[PATCH v2 1/2] drm/amdkfd: check access permisson to restore retry fault
Felix Kuehling
felix.kuehling at amd.com
Fri Aug 20 22:09:59 UTC 2021
Am 2021-08-20 um 2:31 p.m. schrieb Philip Yang:
> Check range access permission to restore GPU retry fault, if GPU retry
> fault on address which belongs to VMA, and VMA has no read or write
> permission requested by GPU, failed to restore the address. The vm fault
> event will pass back to user space.
>
> Signed-off-by: Philip Yang <Philip.Yang at amd.com>
> ---
> drivers/gpu/drm/amd/amdgpu/amdgpu_vm.c | 5 +++--
> drivers/gpu/drm/amd/amdgpu/amdgpu_vm.h | 2 +-
> drivers/gpu/drm/amd/amdgpu/gmc_v10_0.c | 3 ++-
> drivers/gpu/drm/amd/amdgpu/gmc_v9_0.c | 3 ++-
> drivers/gpu/drm/amd/amdkfd/kfd_svm.c | 29 +++++++++++++++++++++++++-
> drivers/gpu/drm/amd/amdkfd/kfd_svm.h | 5 +++--
> 6 files changed, 39 insertions(+), 8 deletions(-)
>
> diff --git a/drivers/gpu/drm/amd/amdgpu/amdgpu_vm.c b/drivers/gpu/drm/amd/amdgpu/amdgpu_vm.c
> index 831f00644460..bbb892d8f489 100644
> --- a/drivers/gpu/drm/amd/amdgpu/amdgpu_vm.c
> +++ b/drivers/gpu/drm/amd/amdgpu/amdgpu_vm.c
> @@ -3347,12 +3347,13 @@ void amdgpu_vm_set_task_info(struct amdgpu_vm *vm)
> * @adev: amdgpu device pointer
> * @pasid: PASID of the VM
> * @addr: Address of the fault
> + * @write_fault: 0 is read fault, 1 is write fault
That should say true/false instead of 0/1. With that fixed, the series is
Reviewed-by: Felix Kuehling <Felix.Kuehling at amd.com>
> *
> * Try to gracefully handle a VM fault. Return true if the fault was handled and
> * shouldn't be reported any more.

--- Exercise objective ---
List every file path that the patch review above gives as changed.

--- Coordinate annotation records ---
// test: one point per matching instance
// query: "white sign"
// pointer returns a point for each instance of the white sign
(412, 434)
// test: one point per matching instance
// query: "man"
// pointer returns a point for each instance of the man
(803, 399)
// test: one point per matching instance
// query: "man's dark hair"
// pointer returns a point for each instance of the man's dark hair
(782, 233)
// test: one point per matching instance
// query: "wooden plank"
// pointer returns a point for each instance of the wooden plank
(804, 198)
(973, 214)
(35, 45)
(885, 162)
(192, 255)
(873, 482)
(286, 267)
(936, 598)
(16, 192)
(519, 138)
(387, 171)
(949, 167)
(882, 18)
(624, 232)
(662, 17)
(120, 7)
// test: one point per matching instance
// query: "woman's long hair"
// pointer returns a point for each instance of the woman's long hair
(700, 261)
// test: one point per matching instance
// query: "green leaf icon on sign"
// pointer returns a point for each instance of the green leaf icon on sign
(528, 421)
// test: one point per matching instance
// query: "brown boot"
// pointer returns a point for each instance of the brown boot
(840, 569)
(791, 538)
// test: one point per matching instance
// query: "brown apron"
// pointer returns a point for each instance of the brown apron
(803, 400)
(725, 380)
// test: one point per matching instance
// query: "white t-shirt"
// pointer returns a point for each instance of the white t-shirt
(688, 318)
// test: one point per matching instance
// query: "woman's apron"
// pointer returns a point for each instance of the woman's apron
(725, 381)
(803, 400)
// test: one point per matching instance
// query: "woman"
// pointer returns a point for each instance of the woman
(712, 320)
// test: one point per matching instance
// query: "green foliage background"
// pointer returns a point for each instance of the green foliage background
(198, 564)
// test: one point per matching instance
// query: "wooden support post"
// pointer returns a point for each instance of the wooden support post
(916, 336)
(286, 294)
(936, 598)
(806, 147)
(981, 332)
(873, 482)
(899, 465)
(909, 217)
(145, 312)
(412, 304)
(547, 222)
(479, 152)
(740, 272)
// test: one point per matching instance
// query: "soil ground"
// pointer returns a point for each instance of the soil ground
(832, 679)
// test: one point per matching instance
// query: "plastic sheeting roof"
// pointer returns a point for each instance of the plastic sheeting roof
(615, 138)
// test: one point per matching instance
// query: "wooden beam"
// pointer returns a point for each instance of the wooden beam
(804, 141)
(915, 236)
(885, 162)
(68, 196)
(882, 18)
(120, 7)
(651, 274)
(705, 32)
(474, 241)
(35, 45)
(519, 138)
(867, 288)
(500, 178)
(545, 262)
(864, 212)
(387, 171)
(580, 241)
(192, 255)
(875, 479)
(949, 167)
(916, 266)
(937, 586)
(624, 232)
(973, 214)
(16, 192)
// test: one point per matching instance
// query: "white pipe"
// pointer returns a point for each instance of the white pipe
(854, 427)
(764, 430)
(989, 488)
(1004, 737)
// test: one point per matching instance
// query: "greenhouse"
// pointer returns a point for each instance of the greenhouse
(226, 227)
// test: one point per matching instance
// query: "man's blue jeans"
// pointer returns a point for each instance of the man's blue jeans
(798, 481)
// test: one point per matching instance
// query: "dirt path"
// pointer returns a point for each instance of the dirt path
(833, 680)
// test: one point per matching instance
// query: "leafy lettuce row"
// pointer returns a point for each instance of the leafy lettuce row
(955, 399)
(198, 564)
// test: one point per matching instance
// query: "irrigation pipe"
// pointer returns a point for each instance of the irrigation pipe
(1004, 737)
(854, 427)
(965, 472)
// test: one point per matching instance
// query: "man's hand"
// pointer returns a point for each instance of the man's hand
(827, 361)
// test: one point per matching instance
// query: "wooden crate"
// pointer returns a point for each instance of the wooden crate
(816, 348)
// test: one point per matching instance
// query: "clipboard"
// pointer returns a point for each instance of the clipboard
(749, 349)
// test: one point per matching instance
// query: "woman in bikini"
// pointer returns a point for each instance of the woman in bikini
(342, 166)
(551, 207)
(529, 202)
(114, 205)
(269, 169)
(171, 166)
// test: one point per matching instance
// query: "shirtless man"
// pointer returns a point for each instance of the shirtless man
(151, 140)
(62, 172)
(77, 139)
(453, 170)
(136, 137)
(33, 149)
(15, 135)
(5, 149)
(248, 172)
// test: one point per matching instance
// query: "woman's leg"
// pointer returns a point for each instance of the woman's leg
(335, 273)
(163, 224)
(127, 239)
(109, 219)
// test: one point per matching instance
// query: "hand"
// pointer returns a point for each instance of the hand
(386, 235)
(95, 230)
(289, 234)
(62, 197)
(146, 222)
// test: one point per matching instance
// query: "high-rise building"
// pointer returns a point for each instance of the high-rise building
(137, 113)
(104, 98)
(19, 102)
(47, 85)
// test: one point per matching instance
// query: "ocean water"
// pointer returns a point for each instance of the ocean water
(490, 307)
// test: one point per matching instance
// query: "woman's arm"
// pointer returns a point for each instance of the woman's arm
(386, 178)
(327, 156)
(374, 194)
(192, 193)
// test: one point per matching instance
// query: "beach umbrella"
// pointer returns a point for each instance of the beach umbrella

--- Expected answer ---
- drivers/gpu/drm/amd/amdgpu/amdgpu_vm.c
- drivers/gpu/drm/amd/amdgpu/amdgpu_vm.h
- drivers/gpu/drm/amd/amdgpu/gmc_v10_0.c
- drivers/gpu/drm/amd/amdgpu/gmc_v9_0.c
- drivers/gpu/drm/amd/amdkfd/kfd_svm.c
- drivers/gpu/drm/amd/amdkfd/kfd_svm.h